● **ESTRATTO**
----------------------------------------

Chen Ruifeng è il nuovo capo dell’Amministrazione Statale per gli Affari Religiosi (SARA). La nomina è arrivata il 24 marzo, come riportato dal sito web del Dipartimento di Lavoro del Fronte Unito del Partito Comunista Cinese (PCC).

 

Chen sostituisce Cui Maohu, rimosso nei giorni scorsi e sotto indagine per presunte gravi infrazioni disciplinari e di legge: le autorità usano di solito questa espressione per indicare un caso di corruzione.

 

Il 56enne Chen nasce nella provincia dello Shandong ed entra a far parte del Partito nel 1989. È scelto come vice segretario del PCC a Wuhan (Hubei) nel 2016, per ottenere un anno dopo la carica di vice sindaco. Nel luglio 2020 è promosso al Comitato permanente dell’ufficio provinciale del Partito nel Qinghai.

 

La nuova guida della SARA è diventato anche uno dei vice direttori del Dipartimento di lavoro del Fronte unito. In precedenza l’Amministrazione per gli affari religiosi era nota come «Ufficio Affari Religiosi», un organismo indipendente sotto l’autorità del Consiglio di Stato (il governo centrale).

 

Nel marzo 2018 è passata sotto il diretto controllo del PCC, servendo in sostanza da braccio esecutivo del Fronte unito per il controllo delle attività religiose.

----------------------------------------

● **COMPITI ED ESERCIZI**
a - Ricopia per favore dall'estratto il passaggio da "Chen sostituisce Cui Maohu, rimosso" a "caso di corruzione.".
b - Secondo l'estratto, in quale provincia è nato Chen Ruifeng?

● **DATI GREZZI**
----------------------------------------

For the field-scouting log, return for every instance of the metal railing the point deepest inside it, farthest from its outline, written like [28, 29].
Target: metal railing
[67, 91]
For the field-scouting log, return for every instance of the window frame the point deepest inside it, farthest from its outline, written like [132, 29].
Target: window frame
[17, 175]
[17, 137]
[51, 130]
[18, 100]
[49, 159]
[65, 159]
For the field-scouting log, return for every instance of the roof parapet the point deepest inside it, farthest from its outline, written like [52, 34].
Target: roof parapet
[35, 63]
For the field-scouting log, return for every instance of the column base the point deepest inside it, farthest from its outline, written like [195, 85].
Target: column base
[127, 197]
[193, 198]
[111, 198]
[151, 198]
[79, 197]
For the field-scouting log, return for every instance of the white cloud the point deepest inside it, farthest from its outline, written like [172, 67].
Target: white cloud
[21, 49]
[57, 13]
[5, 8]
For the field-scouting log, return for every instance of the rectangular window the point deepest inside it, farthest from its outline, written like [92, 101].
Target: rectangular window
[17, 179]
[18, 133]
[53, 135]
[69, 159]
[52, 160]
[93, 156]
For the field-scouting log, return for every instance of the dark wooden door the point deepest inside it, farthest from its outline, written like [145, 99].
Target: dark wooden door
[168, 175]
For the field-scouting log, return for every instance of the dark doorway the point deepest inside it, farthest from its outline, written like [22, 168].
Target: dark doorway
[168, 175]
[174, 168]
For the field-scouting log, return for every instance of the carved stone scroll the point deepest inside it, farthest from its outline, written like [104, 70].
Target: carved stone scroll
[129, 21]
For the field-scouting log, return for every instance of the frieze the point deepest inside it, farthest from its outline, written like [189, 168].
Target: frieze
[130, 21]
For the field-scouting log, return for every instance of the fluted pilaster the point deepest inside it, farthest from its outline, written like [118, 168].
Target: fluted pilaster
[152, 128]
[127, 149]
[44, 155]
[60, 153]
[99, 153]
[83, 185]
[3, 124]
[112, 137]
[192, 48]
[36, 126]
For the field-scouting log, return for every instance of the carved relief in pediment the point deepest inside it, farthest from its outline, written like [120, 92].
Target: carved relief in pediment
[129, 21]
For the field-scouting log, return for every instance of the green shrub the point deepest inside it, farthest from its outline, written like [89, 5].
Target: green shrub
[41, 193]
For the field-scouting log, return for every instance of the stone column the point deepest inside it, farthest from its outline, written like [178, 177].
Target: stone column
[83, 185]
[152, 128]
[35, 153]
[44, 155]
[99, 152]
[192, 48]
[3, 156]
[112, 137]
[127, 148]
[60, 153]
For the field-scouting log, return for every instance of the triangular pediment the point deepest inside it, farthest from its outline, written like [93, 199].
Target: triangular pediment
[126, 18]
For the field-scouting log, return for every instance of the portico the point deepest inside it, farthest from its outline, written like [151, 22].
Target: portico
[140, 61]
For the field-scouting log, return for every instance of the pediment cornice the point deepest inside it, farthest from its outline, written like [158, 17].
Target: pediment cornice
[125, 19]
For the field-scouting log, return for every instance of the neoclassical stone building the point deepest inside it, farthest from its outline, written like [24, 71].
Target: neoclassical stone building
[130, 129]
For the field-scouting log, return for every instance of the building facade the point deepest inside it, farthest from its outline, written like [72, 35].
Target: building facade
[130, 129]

----------------------------------------

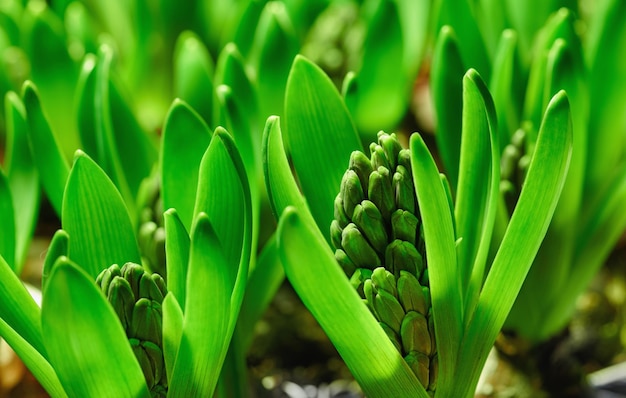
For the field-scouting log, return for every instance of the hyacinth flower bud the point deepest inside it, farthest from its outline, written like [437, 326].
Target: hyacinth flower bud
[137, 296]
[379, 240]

----------------------------------------

● **RISULTATI ATTESI**
a -
Chen sostituisce Cui Maohu, rimosso nei giorni scorsi e sotto indagine per presunte gravi infrazioni disciplinari e di legge: le autorità usano di solito questa espressione per indicare un caso di corruzione.

b - Nella provincia dello Shandong.